WHAT TO DO: Your task is to output all the records below, word for word.

WORKING DATA:

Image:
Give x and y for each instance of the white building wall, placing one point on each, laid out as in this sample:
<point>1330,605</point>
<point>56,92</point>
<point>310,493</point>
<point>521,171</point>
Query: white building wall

RESPONSE AREA:
Image:
Give x and y for each instance of the white building wall, placing one point on each, laid out as in this sample:
<point>1330,605</point>
<point>56,92</point>
<point>310,493</point>
<point>521,171</point>
Query: white building wall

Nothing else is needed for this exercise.